- [Textauszug]
Man braucht also eigentlich nur ein Teil des Geländes oder des Stasi-Neubaus.

Was zumindest die Befürchtung, der ganze hässliche Klotz würde erhalten, etwas dämpft. Ausgeräumt ist sie nicht.

Zufahrt zum Innenbereich des alten Stasi-Komplexes. Foto: Ralf Julke
Zufahrt zum Innenbereich des alten Stasi-Komplexes. Foto: Ralf Julke

Denn: „Die genaue städtebauliche Lösung einschließlich der Entscheidung über den Erhalt, Teil-Erhalt und Nicht-Erhalt des sogenannten Stasi-Neubaus soll aufgrund der herausragenden Bedeutung des Standortes für die Stadtentwicklung von Leipzig durch einen international offenen Architekturwettbewerb gefunden werden. Die geschichtliche Bedeutung der verschiedenen Bestandsgebäude wird in den Auslobungsunterlagen umfassend dargestellt.“

Das beruhigt nicht wirklich. Wie viel an dem Riesenklotz ist tatsächlich „geschichtlich bedeutend“? Und was kostet der Erhalt? Und wie sehr verhindert das tatsächlich eine architektonisch gelungene Lösung für den Matthäikirchhof, der als erlebbares City-Areal derzeit praktisch nicht existiert?

Aber ein Hoffnungsschimmer ist auch, dass jetzt, wo schon die wichtigsten Pflöcke eingeschlagen sind, auch ein bisschen Bürgerbeteiligung passieren soll.

- [Datenteil]
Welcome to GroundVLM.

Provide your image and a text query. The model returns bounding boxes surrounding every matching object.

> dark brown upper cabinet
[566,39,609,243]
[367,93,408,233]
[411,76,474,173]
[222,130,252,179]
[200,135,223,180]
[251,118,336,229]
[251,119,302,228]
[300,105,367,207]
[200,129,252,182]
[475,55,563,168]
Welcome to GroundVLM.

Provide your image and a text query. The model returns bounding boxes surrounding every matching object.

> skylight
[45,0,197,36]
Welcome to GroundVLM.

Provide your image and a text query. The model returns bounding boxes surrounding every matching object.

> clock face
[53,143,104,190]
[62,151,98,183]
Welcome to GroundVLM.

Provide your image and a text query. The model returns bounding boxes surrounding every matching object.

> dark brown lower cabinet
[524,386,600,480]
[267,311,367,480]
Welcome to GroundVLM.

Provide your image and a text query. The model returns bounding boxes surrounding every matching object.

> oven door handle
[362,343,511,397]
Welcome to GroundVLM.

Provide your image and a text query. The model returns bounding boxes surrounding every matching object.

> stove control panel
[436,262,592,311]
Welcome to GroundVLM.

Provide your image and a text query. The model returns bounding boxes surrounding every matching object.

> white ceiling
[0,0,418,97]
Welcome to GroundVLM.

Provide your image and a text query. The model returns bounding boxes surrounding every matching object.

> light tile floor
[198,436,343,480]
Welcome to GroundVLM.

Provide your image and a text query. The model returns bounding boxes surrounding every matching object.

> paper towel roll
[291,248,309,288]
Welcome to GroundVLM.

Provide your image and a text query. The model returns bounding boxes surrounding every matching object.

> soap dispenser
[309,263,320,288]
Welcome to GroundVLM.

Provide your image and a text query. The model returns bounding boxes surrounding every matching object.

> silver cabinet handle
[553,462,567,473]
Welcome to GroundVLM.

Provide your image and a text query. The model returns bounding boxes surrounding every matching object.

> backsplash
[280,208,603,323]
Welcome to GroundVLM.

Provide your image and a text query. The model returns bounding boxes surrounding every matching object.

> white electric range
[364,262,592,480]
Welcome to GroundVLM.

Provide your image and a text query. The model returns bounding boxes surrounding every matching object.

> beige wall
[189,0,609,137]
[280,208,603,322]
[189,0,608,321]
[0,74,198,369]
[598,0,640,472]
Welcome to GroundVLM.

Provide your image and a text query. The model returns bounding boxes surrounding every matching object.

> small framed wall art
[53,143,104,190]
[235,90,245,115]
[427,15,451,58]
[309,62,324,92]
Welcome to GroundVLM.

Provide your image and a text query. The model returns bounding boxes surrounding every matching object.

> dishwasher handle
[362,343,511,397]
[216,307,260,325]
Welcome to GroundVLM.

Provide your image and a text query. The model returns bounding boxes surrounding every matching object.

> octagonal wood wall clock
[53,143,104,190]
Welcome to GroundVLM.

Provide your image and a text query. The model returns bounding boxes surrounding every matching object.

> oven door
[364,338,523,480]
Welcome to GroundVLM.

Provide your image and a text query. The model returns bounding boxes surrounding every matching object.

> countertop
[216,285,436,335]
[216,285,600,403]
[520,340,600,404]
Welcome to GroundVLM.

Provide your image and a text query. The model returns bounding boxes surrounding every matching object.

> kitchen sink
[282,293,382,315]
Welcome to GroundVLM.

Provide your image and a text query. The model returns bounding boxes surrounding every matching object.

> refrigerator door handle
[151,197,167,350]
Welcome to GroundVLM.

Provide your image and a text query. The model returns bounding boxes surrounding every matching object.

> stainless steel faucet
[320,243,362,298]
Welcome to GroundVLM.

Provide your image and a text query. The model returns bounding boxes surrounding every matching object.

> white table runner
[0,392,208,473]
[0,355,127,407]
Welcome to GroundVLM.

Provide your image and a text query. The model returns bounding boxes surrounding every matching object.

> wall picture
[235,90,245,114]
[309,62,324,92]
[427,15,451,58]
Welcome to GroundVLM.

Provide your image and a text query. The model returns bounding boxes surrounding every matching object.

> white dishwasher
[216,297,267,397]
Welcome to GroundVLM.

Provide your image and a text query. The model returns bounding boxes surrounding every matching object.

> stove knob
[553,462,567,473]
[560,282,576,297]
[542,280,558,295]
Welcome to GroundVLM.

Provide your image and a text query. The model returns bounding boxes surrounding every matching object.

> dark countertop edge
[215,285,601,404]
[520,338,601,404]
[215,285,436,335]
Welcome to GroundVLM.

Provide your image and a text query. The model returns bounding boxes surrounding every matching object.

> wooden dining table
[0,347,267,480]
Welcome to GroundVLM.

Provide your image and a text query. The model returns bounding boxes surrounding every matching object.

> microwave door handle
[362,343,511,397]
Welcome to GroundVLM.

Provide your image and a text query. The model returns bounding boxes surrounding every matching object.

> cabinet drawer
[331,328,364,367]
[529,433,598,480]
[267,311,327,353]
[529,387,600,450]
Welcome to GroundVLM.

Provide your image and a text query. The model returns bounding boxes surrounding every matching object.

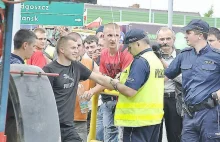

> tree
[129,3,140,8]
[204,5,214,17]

...

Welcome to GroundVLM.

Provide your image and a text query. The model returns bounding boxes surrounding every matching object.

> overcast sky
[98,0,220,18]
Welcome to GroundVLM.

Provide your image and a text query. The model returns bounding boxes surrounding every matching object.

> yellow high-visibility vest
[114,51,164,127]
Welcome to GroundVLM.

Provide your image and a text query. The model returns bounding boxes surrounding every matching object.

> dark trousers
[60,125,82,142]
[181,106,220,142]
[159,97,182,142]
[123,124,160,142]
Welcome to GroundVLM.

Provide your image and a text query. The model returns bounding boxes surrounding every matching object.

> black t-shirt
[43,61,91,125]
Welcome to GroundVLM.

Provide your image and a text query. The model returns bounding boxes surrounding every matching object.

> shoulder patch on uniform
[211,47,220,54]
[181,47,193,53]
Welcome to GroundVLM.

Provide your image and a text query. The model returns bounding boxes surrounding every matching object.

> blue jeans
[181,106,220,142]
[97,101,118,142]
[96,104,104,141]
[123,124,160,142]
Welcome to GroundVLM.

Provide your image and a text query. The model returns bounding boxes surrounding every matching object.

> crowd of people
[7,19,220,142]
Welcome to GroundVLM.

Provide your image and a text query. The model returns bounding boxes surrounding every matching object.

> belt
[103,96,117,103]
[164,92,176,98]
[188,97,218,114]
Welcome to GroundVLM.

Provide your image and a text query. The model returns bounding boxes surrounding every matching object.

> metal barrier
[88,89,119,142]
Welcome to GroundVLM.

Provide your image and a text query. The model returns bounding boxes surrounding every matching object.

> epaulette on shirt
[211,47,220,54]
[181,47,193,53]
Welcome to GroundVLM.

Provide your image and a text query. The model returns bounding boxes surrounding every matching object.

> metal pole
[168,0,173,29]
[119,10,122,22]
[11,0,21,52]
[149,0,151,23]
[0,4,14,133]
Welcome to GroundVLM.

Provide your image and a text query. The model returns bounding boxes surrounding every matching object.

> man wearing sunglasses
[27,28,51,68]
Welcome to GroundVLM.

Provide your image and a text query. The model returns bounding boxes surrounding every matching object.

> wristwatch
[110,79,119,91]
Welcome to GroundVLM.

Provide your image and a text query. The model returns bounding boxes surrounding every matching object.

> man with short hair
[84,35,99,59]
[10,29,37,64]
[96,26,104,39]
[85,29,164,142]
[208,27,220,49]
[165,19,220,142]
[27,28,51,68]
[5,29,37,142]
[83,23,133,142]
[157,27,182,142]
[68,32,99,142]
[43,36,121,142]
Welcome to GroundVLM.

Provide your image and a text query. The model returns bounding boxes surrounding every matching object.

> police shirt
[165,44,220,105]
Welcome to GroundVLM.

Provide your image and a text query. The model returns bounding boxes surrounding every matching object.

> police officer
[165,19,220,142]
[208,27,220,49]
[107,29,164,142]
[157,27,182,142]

==

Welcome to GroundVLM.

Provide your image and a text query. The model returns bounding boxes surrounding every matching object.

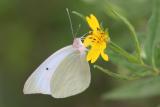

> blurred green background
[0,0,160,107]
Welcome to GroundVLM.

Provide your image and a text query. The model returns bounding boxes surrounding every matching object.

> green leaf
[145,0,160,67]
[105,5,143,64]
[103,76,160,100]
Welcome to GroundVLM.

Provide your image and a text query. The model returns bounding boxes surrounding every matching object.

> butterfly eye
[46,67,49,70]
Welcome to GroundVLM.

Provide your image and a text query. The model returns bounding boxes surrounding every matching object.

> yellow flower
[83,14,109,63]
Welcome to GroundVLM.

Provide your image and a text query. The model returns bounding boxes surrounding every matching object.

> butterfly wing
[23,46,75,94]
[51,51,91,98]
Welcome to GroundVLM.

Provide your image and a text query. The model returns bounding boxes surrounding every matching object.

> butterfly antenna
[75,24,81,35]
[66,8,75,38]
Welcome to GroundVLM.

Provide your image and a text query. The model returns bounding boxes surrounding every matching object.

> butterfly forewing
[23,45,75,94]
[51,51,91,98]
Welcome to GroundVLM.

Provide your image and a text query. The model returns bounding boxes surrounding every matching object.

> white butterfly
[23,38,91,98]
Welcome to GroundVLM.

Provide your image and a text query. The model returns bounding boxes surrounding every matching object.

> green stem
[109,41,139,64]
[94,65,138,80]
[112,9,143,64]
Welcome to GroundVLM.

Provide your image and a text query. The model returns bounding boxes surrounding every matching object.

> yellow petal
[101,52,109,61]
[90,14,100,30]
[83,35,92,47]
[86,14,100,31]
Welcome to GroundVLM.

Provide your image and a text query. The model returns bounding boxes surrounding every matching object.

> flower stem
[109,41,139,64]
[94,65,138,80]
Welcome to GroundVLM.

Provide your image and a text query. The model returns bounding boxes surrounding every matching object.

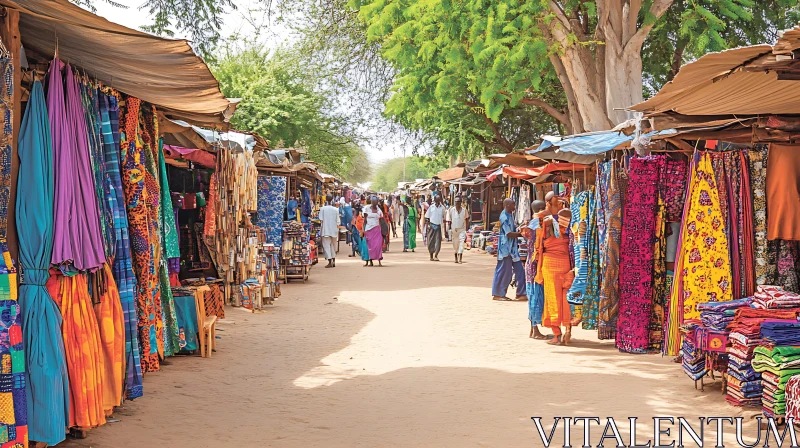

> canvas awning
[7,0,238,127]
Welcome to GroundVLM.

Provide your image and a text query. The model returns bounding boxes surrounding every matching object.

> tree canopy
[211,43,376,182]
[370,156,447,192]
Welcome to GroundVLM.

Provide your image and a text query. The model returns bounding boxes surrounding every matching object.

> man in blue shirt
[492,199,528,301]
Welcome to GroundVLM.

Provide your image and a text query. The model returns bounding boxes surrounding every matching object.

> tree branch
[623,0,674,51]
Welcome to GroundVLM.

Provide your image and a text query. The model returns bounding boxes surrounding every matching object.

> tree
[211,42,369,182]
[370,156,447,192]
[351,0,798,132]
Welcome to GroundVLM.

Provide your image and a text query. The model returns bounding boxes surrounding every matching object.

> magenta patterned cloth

- [Zu erledigende Aufgaben]
1. Übersetze den Satz „Die geschichtliche Bedeutung der verschiedenen Bestandsgebäude wird in den Auslobungsunterlagen umfassend dargestellt.“ aus dem Textauszug ins Englische.
2. Gib jede Zeile der Auflistung zurück, in der das Wort „green“ vorkommt.

- [Lösungsliste]
1. The historical significance of the various existing buildings is comprehensively presented in the competition documents.

2.
> blurred green background
> green leaf
> green stem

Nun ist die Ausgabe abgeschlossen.